Excerpts from segmentation records
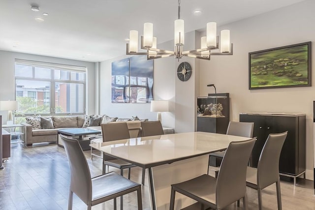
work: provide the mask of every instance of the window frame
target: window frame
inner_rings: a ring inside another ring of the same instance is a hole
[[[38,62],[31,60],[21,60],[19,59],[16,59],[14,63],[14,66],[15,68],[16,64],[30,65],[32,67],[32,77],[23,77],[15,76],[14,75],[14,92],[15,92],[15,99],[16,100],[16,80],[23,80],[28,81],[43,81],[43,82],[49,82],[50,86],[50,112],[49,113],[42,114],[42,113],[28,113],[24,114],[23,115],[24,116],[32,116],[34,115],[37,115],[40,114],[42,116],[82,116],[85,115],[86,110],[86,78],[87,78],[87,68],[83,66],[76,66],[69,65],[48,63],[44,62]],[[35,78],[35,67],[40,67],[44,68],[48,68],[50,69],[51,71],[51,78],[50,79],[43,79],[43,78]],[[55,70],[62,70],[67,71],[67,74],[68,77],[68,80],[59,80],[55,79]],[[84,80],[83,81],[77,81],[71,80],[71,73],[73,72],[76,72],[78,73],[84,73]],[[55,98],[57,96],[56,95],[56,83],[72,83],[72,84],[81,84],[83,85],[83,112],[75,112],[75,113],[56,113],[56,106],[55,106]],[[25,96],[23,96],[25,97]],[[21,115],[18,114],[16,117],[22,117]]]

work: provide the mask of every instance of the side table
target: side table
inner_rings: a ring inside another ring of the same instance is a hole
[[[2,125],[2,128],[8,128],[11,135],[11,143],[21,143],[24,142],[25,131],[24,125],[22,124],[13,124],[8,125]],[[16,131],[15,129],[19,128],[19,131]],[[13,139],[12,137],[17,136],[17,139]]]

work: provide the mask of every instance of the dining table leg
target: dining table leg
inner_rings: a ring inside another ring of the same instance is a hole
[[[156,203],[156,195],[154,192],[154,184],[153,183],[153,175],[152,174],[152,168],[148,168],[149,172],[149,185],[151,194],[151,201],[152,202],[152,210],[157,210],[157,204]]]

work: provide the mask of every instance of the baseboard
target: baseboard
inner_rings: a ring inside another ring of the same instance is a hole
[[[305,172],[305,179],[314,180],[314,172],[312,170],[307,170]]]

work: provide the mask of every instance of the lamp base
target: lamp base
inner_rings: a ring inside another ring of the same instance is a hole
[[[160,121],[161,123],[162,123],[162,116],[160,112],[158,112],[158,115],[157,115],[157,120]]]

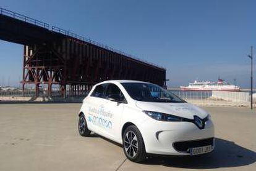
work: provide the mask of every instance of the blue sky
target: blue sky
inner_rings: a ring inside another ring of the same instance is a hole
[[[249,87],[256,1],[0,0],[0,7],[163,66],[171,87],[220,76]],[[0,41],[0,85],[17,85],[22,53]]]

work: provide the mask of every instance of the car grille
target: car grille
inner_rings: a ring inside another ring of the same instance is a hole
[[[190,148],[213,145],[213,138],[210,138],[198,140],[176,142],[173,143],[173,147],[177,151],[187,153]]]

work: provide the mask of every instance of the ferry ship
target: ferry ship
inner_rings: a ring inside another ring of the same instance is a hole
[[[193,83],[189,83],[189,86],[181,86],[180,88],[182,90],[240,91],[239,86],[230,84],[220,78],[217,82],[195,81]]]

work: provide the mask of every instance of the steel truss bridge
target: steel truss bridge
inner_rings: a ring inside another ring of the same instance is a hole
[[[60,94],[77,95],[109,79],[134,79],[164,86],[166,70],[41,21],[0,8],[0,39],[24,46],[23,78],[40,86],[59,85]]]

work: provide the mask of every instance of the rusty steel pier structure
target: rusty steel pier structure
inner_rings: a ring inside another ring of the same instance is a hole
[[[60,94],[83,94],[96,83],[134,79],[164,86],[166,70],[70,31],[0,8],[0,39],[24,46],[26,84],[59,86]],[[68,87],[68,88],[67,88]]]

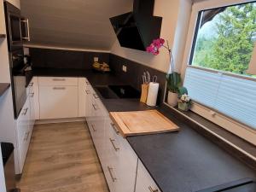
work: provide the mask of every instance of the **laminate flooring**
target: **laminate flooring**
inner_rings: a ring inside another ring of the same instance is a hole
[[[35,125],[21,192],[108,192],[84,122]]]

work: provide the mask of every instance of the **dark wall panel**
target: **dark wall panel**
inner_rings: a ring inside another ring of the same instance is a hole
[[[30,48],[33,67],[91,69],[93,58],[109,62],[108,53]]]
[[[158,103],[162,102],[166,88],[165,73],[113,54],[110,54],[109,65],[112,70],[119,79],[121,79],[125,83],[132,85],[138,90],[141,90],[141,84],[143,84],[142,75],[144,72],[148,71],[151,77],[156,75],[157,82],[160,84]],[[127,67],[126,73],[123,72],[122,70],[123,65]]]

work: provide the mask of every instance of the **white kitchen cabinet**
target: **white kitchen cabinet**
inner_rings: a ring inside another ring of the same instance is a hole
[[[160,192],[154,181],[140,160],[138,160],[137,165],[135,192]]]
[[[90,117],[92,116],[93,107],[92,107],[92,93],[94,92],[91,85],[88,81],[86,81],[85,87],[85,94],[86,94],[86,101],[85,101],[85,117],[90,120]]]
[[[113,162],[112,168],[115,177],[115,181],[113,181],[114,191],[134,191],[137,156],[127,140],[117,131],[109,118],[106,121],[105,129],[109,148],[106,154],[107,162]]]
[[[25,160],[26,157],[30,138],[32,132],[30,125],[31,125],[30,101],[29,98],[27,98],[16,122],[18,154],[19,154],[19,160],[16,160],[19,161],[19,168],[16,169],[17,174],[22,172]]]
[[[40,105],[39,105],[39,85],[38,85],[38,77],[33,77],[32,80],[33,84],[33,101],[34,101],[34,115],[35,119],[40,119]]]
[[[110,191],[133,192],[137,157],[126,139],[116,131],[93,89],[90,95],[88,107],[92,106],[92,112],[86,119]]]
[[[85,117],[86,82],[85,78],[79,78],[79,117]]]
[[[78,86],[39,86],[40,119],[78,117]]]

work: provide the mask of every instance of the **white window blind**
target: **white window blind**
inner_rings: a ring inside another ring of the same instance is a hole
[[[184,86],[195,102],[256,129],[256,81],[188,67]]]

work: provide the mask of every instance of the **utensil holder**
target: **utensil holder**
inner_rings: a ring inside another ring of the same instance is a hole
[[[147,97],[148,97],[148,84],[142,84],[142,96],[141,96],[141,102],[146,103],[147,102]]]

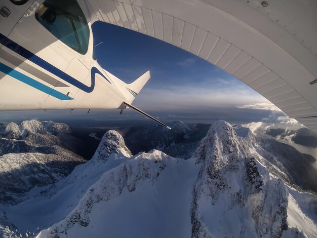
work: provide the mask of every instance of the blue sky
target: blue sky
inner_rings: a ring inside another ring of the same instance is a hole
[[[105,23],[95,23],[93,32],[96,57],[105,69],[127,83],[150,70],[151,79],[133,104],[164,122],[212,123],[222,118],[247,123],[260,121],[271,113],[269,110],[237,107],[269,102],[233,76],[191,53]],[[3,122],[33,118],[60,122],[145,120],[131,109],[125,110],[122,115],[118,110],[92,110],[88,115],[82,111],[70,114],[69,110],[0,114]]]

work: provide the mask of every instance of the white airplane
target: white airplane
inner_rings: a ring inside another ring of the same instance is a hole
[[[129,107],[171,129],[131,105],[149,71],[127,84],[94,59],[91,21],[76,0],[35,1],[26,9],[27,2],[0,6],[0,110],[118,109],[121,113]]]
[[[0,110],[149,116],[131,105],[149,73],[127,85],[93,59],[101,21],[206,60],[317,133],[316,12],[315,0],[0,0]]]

> [AIM]
Repeat each entry exactly as it appears; skip any picture.

> [RIGHT ANSWER]
work: provide the mask of every instance of the window frame
target: window frame
inner_rings: a ring inside another ring of the same instance is a hole
[[[38,62],[31,60],[21,60],[19,59],[16,59],[14,63],[14,66],[15,68],[16,64],[30,65],[32,67],[32,77],[23,77],[15,76],[14,75],[14,92],[15,92],[15,99],[16,100],[16,80],[23,80],[28,81],[43,81],[43,82],[49,82],[50,86],[50,112],[49,113],[42,114],[42,113],[28,113],[24,114],[23,115],[24,116],[32,116],[34,115],[37,115],[40,114],[42,116],[82,116],[85,115],[86,110],[86,78],[87,78],[87,68],[83,66],[76,66],[69,65],[48,63],[44,62]],[[35,78],[35,67],[40,67],[44,68],[48,68],[50,69],[51,71],[51,78],[50,79],[43,79],[43,78]],[[55,70],[62,70],[67,71],[67,74],[68,77],[68,80],[59,80],[55,79]],[[84,80],[83,81],[77,81],[71,80],[71,73],[73,72],[76,72],[78,73],[84,73]],[[55,98],[57,96],[56,95],[56,83],[72,83],[72,84],[81,84],[83,85],[83,112],[75,112],[75,113],[56,113],[56,106],[55,106]],[[25,96],[23,96],[25,97]],[[21,115],[18,114],[16,117],[22,117]]]

work: provide the mask of every instance of the side table
target: side table
inner_rings: a ring inside another ring of the same instance is a hole
[[[2,125],[2,128],[8,128],[11,135],[11,143],[21,143],[24,142],[25,131],[24,125],[22,124],[13,124],[8,125]],[[16,131],[15,129],[19,128],[19,131]],[[13,139],[12,137],[17,136],[17,139]]]

work: provide the mask of every instance of the dining table leg
target: dining table leg
inner_rings: a ring inside another ring of the same instance is a hole
[[[156,203],[156,195],[154,192],[154,184],[153,183],[153,175],[152,174],[152,168],[148,168],[149,172],[149,185],[151,194],[151,201],[152,202],[152,210],[157,210],[157,204]]]

work: provide the mask of every instance of the baseboard
target: baseboard
inner_rings: a ring inside another ring of the same instance is a hole
[[[305,172],[305,179],[314,180],[314,172],[312,170],[307,170]]]

work: provide the mask of every instance of the lamp base
target: lamp base
inner_rings: a ring inside another ring of the same instance is a hole
[[[160,121],[161,123],[162,123],[162,116],[160,112],[158,112],[158,115],[157,115],[157,120]]]

work: provide the mask of every instance of the blue sky
target: blue sky
inner_rings: a ring inside another ring of the same instance is a hole
[[[249,87],[256,1],[0,0],[0,7],[163,66],[171,87],[220,76]],[[0,41],[0,85],[17,85],[22,53]]]

work: provide the mask of every instance of the car grille
target: car grille
inner_rings: a ring inside another ring of the same instance is a hole
[[[190,148],[213,145],[213,138],[210,138],[198,140],[176,142],[173,143],[173,147],[177,151],[187,153]]]

work: provide the mask of every instance of the ferry ship
target: ferry ship
inner_rings: a ring inside another ring of the same instance is a hole
[[[193,83],[189,83],[189,86],[181,86],[180,88],[182,90],[240,91],[239,86],[230,84],[220,78],[217,82],[195,81]]]

work: provide the mask of every instance of the steel truss bridge
target: steel truss bridge
inner_rings: a ring inside another ring of the same instance is a hole
[[[60,94],[77,95],[109,79],[134,79],[164,86],[166,70],[41,21],[0,8],[0,39],[24,46],[23,78],[40,86],[59,85]]]

work: provide the mask of every instance of the rusty steel pier structure
target: rusty steel pier structure
inner_rings: a ring inside another ring of the same instance is a hole
[[[60,94],[83,94],[96,83],[134,79],[164,86],[166,70],[70,31],[0,8],[0,39],[24,46],[26,84],[59,86]],[[68,87],[68,88],[67,88]]]

work: provide the mask of every instance of the **laminate flooring**
target: **laminate flooring**
inner_rings: a ring inside another ring of the same instance is a hole
[[[35,125],[21,192],[108,192],[84,122]]]

work: provide the mask of every instance of the **dark wall panel**
target: **dark wall panel**
inner_rings: a ring inside another ring of the same instance is a hole
[[[30,48],[33,67],[91,69],[93,58],[109,62],[108,53]]]
[[[158,103],[162,102],[166,88],[165,73],[113,54],[110,54],[109,65],[112,70],[119,79],[121,79],[125,83],[132,85],[138,90],[141,90],[141,84],[143,84],[142,75],[144,72],[148,71],[151,77],[156,75],[157,82],[160,84]],[[127,67],[126,73],[123,72],[122,70],[123,65]]]

work: provide the mask of every instance of the **white kitchen cabinet**
target: **white kitchen cabinet**
inner_rings: a ring inside another ring of the same instance is a hole
[[[160,192],[154,181],[140,160],[138,160],[137,165],[135,192]]]
[[[90,117],[92,116],[93,107],[92,107],[92,93],[94,92],[91,85],[88,81],[86,81],[85,87],[85,94],[86,94],[86,101],[85,101],[85,117],[90,120]]]
[[[113,162],[112,168],[115,177],[115,181],[113,181],[114,191],[134,191],[137,156],[127,140],[117,131],[109,118],[106,121],[105,129],[109,148],[106,154],[107,162]]]
[[[25,160],[26,157],[30,138],[32,132],[30,125],[31,125],[30,101],[29,98],[27,98],[16,122],[18,154],[19,154],[19,160],[16,160],[19,161],[19,168],[16,169],[17,174],[22,172]]]
[[[40,105],[39,105],[39,85],[38,85],[38,77],[33,77],[32,80],[33,84],[33,101],[34,101],[34,115],[35,119],[40,119]]]
[[[110,191],[133,192],[137,157],[126,139],[116,131],[93,89],[90,95],[88,107],[92,106],[92,112],[86,119]]]
[[[85,117],[86,82],[85,78],[79,78],[79,117]]]
[[[78,86],[39,86],[40,119],[78,117]]]

work: provide the mask of every instance of the **white window blind**
target: **white window blind**
inner_rings: a ring inside another ring of the same instance is a hole
[[[184,86],[195,102],[256,129],[256,81],[188,67]]]

work: provide the mask of every instance of the **utensil holder**
target: **utensil holder**
inner_rings: a ring inside another ring of the same instance is a hole
[[[147,97],[148,97],[148,84],[142,84],[142,96],[141,96],[141,102],[146,103],[147,102]]]

work: provide the mask of every instance of the blue sky
target: blue sky
inner_rings: a ring inside another ring of the same instance is a hole
[[[105,23],[95,23],[93,32],[96,57],[105,69],[127,83],[150,70],[151,79],[133,104],[164,122],[212,123],[222,118],[247,123],[260,121],[271,113],[269,110],[237,107],[269,102],[233,76],[191,53]],[[3,122],[33,118],[60,122],[145,120],[131,109],[125,110],[122,115],[118,110],[92,110],[88,115],[82,111],[70,114],[69,110],[0,114]]]

work: provide the mask of every instance of the white airplane
target: white airplane
inner_rings: a ring inside another ring of the same instance is a hole
[[[129,107],[171,129],[131,105],[149,71],[127,84],[94,59],[91,21],[76,0],[35,1],[26,9],[27,2],[0,6],[0,110],[118,109],[121,113]]]
[[[0,110],[149,116],[131,105],[149,73],[127,85],[93,59],[101,21],[206,60],[317,133],[316,12],[315,0],[0,0]]]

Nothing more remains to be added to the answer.